**WRITTEN INSTRUCTION:**
Copy each of the rows below line for line, leaving every character unchanged.

[Dataset items]

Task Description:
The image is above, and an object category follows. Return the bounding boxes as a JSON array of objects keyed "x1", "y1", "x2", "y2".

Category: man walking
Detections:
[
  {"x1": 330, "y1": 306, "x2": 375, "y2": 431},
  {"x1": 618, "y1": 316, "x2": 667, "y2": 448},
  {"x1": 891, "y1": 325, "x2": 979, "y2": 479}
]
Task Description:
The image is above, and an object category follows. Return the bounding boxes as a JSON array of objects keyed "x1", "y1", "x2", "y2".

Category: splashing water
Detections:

**ANSWER TO THIS TASK:**
Task Description:
The image is above, and an object category follows. Return the bounding boxes as a JSON array of objects keyed "x1", "y1", "x2", "y2".

Category: man walking
Detections:
[
  {"x1": 330, "y1": 306, "x2": 375, "y2": 431},
  {"x1": 618, "y1": 316, "x2": 667, "y2": 448},
  {"x1": 891, "y1": 325, "x2": 979, "y2": 479}
]
Task Description:
The image is above, and an object category follows. Return the bounding boxes as a JSON array of objects keyed "x1", "y1", "x2", "y2".

Category: splashing water
Detections:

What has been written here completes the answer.